### Text passage

Book URL: http://mitpress.mit.edu/9780262514309

Author: David Embick
Hardback: ISBN: 026201422X 9780262014229 Pages: 232 Price: U.S. $ 70
Paperback: ISBN: 0262514303 9780262514309 Pages: 232 Price: U.S. $ 35
Abstract:

In Localism versus Globalism in Morphology and Phonology, David Embick
offers the first detailed examination of morphology and phonology from a
phase-cyclic point of view (that is, one that takes into account recent
developments in Distributed Morphology and the Minimalist program) and the
only recent detailed treatment of allomorphy, a phenomenon that is central to
understanding how the grammar of human language works. In addition to
making new theoretical proposals about morphology and phonology in terms
of a cyclic theory, Embick addresses a schism in the field between
phonological theories such as Optimality Theory and other (mostly syntactic)

######
### Material shown

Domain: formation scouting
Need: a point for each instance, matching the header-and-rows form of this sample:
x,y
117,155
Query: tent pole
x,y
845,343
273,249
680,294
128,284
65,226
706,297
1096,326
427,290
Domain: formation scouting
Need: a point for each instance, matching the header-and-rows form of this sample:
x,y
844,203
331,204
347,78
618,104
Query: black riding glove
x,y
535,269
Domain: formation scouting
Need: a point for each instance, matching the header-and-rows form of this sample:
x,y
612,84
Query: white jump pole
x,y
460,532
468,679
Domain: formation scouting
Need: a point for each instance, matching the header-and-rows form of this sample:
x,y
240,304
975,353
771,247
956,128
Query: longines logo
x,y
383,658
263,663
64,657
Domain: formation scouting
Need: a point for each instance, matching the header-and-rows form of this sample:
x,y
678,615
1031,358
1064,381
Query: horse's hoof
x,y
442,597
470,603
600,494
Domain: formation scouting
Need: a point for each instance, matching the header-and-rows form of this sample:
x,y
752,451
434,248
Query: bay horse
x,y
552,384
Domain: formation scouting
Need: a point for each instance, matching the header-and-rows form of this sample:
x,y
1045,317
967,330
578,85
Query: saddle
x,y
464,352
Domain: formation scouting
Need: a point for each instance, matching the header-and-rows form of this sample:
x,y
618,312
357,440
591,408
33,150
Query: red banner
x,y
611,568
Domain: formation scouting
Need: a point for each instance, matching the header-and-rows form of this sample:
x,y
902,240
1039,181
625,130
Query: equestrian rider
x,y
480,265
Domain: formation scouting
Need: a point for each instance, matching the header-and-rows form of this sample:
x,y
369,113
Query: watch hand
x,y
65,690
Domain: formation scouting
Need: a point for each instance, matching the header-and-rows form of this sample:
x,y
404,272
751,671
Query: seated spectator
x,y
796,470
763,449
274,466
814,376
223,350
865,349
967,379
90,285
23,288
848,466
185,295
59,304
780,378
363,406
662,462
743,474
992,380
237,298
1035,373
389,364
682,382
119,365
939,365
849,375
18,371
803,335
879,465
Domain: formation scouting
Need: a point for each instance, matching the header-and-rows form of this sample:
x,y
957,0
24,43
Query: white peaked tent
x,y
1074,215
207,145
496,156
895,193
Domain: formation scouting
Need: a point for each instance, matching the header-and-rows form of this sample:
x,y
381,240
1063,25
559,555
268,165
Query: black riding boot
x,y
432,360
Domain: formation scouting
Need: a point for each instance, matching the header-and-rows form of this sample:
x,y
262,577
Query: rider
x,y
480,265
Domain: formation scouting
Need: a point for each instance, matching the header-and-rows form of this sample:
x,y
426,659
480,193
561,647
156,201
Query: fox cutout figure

######

◆ Required task 1: Which ISBNs does the book announcement list for the hardback and paperback editions?
◆ Required task 2: Gather every line of the listing that contains the string "riding", matching case exactly.

◆ Exercise solution 1: 026201422X, 9780262014229, 0262514303, 9780262514309

◆ Exercise solution 2:
Query: black riding glove
Query: black riding boot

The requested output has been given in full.